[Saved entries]
---+---
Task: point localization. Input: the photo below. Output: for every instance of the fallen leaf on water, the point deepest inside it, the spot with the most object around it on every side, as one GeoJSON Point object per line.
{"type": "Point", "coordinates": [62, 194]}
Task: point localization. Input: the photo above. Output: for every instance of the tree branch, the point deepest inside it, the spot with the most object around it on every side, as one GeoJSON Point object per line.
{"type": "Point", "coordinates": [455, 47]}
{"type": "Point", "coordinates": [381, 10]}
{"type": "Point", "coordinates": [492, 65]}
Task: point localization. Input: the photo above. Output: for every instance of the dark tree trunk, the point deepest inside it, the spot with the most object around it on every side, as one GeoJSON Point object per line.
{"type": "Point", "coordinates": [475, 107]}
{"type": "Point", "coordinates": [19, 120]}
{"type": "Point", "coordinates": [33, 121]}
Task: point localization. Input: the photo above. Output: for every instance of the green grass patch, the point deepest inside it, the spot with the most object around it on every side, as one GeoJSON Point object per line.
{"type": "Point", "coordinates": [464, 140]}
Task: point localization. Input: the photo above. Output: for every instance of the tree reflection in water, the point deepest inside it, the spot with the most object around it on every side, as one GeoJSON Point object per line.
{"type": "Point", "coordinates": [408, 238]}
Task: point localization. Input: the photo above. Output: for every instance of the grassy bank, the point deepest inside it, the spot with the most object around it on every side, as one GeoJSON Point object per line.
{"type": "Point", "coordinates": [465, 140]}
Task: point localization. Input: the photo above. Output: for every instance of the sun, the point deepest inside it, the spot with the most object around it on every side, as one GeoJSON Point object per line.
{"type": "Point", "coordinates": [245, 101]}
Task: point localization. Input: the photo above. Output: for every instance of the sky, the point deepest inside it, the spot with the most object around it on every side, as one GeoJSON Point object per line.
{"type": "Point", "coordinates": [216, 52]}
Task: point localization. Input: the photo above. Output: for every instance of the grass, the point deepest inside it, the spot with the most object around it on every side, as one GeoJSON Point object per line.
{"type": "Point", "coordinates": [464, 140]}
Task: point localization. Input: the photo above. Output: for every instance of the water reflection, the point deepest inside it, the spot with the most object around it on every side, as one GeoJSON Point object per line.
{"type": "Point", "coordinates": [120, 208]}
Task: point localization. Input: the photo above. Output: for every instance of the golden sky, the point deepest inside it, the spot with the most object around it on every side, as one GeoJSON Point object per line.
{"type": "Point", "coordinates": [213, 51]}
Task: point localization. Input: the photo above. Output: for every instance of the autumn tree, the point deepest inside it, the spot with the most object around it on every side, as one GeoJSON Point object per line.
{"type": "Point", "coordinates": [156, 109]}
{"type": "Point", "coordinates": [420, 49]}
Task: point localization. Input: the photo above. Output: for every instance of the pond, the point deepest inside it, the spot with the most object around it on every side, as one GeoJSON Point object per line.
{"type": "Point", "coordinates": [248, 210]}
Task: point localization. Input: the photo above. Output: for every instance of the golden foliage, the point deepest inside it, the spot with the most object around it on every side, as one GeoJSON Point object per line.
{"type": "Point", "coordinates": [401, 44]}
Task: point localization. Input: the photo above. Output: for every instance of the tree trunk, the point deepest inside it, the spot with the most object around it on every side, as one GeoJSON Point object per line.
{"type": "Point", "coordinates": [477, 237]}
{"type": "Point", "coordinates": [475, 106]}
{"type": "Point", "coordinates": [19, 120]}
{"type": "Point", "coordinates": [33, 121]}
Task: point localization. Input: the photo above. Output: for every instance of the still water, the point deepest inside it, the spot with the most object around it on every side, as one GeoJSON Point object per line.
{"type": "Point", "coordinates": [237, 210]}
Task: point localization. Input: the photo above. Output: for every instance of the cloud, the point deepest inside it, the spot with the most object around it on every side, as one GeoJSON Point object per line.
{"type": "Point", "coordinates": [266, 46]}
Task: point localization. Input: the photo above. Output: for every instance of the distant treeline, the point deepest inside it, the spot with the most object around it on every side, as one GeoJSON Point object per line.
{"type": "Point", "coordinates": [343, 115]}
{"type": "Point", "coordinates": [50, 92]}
---+---
= Exercise goal =
Write out each line of the data above again, exactly as given.

= Completed exercise =
Task: point localization. Input: the photo below. Output: for every instance of the fallen leaf on water, the point deepest inside it, the spot with the most object around it on every side, as one GeoJSON Point object per line.
{"type": "Point", "coordinates": [62, 194]}
Task: point localization. Input: the photo above. Output: for every instance of the tree branch, the point deepest inside it, the spot with the most object around it on every side, as one GeoJSON Point object per line.
{"type": "Point", "coordinates": [455, 47]}
{"type": "Point", "coordinates": [381, 10]}
{"type": "Point", "coordinates": [492, 65]}
Task: point localization. Input: the photo above. Output: for every instance of the dark tree trunk, the point deepest inside it, the spot with the most object around it on every side, as one GeoJSON Point object per line.
{"type": "Point", "coordinates": [475, 107]}
{"type": "Point", "coordinates": [19, 120]}
{"type": "Point", "coordinates": [33, 121]}
Task: point localization. Input: the photo above. Output: for every instance of the green grass patch, the point deepest inside it, the spot with the most object around it on every side, as one GeoJSON Point object per line.
{"type": "Point", "coordinates": [464, 140]}
Task: point localization. Input: the photo above. Output: for every instance of the tree reflection in water, the point deepest inside it, the spot with the most object around it on every side, as one GeoJSON Point object per line.
{"type": "Point", "coordinates": [408, 238]}
Task: point localization. Input: the photo above. Output: for every instance of the grassy bank, the point deepest inside it, the spot with the most object around it on every side, as one GeoJSON Point object per line.
{"type": "Point", "coordinates": [465, 140]}
Task: point localization. Input: the photo above. Output: for every instance of the sun, the point deepest inside it, the spot with the most object around it on every side, as one GeoJSON Point object per line.
{"type": "Point", "coordinates": [245, 101]}
Task: point localization. Input: the photo above. Output: for every instance of the sky, the point deepest inside it, the spot with the most object around it on every side, as one GeoJSON Point object per line.
{"type": "Point", "coordinates": [216, 52]}
Task: point localization. Input: the photo above. Output: for every instance of the grass, the point deepest inside it, the spot with the most object around it on every side, as one GeoJSON Point object per line.
{"type": "Point", "coordinates": [464, 140]}
Task: point localization. Input: the photo above. Output: for every instance of the water reflection, the point deepest inside it, the spot with the most object around it on every side, as one GeoJSON Point object per line.
{"type": "Point", "coordinates": [120, 208]}
Task: point localization. Input: the photo above. Output: for every instance of the golden sky, the point deepest inside it, the spot with the most object around it on every side, as one GeoJSON Point object per line.
{"type": "Point", "coordinates": [213, 51]}
Task: point localization. Input: the photo above. Output: for every instance of the autumn tree, the point deepest inside it, the spot with the most object around it on every side, as one GeoJSON Point object per line.
{"type": "Point", "coordinates": [156, 109]}
{"type": "Point", "coordinates": [420, 49]}
Task: point localization. Input: the photo above. Output: for every instance of the pond, the point deepest inside it, the spot with the most object around it on every side, as one GeoJSON Point object per line.
{"type": "Point", "coordinates": [248, 210]}
Task: point localization. Input: the photo above. Output: for every instance of the golden foliage, the point deepest inside it, the spot with the most object around it on every side, as one GeoJSON Point object per line.
{"type": "Point", "coordinates": [401, 44]}
Task: point localization. Input: the photo above. Output: for every instance of the tree trunk, the point deepest inside it, the spot with the most object around it on every side, as one GeoJSON Point object per line.
{"type": "Point", "coordinates": [477, 237]}
{"type": "Point", "coordinates": [475, 106]}
{"type": "Point", "coordinates": [19, 120]}
{"type": "Point", "coordinates": [33, 121]}
Task: point localization. Input: the photo above. Output: for every instance of the still water, the point deepest inside it, the spot with the most object around it on every side, as one GeoJSON Point object per line.
{"type": "Point", "coordinates": [237, 210]}
Task: point localization. Input: the photo above. Output: for every instance of the cloud, the point deepest inside it, the spot with the most object around it on every side, as one GeoJSON Point object per line.
{"type": "Point", "coordinates": [266, 46]}
Task: point localization. Input: the photo above. Output: for every instance of the distant treeline, the point deepest inside it, the spot with the most object around it on every side, as one GeoJSON Point object per line.
{"type": "Point", "coordinates": [343, 115]}
{"type": "Point", "coordinates": [50, 92]}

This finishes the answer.